● WORK INSTRUCTION
Among the entries below, find the lines with the word "tree" and copy them.

------ SUPPLIED ENTRIES ------

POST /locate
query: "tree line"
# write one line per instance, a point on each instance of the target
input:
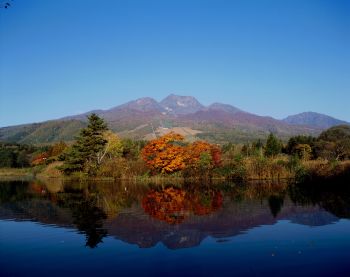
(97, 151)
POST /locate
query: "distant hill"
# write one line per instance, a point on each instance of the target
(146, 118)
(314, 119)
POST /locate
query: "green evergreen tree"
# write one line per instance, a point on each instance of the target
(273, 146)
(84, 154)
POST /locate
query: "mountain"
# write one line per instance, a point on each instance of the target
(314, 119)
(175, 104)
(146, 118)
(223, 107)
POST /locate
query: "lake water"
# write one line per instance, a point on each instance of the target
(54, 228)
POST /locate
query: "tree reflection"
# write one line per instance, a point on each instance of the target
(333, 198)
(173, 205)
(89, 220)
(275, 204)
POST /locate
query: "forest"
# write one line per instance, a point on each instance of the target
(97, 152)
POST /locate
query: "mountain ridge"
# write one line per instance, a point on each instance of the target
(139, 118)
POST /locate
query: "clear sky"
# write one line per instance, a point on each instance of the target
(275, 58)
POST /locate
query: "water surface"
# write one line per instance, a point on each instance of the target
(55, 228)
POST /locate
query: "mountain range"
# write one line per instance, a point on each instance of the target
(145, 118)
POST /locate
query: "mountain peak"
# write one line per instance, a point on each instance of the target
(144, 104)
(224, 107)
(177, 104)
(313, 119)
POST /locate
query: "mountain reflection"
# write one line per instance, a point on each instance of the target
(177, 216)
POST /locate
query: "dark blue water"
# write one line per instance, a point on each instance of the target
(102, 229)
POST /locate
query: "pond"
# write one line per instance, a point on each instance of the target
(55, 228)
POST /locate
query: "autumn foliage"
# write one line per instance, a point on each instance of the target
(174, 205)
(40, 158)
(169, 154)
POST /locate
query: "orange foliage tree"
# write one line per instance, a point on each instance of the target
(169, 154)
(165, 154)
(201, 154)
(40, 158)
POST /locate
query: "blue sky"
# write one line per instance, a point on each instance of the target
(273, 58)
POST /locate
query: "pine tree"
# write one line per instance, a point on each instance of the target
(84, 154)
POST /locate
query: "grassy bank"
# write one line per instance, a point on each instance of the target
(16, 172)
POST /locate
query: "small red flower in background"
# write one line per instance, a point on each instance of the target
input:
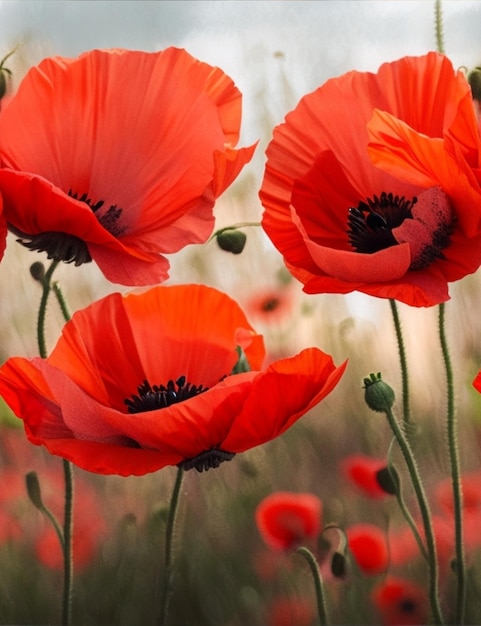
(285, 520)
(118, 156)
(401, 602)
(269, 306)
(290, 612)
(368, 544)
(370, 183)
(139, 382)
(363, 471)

------
------ SUPPLIED ENTRIES ------

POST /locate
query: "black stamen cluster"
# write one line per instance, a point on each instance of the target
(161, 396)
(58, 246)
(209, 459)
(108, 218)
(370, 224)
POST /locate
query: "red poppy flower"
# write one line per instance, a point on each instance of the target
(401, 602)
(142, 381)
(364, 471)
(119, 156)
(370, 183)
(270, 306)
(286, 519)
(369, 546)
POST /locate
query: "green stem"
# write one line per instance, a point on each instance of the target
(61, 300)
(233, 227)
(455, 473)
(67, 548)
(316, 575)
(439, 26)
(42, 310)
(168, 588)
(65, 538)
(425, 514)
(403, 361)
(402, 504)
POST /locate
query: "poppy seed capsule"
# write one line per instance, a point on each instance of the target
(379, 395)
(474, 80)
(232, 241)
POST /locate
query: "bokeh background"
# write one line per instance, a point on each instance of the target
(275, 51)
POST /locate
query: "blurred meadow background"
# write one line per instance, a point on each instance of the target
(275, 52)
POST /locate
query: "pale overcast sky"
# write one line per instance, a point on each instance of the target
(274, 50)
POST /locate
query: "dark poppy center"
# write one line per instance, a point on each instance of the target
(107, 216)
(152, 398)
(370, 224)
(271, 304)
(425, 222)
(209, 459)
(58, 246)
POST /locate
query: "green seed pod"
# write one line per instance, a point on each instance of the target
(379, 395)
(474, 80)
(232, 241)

------

● PROBLEM SOLUTION
query: "tree line"
query: "green evergreen tree"
query: "tree reflection"
query: "orange foliage tree"
query: "pine tree"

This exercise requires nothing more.